§ WHAT YOU NEED TO DO
Please write out the line containing "Would you mind pointing to the cake" and each line after it through the end of the data, exactly, and nothing else.

§ Saved entries
:::
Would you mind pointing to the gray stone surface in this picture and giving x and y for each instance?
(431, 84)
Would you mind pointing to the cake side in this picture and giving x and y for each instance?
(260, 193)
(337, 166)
:::
§ EXERCISE OUTPUT
Would you mind pointing to the cake side in this picture and giving x and y for each instance?
(260, 193)
(337, 166)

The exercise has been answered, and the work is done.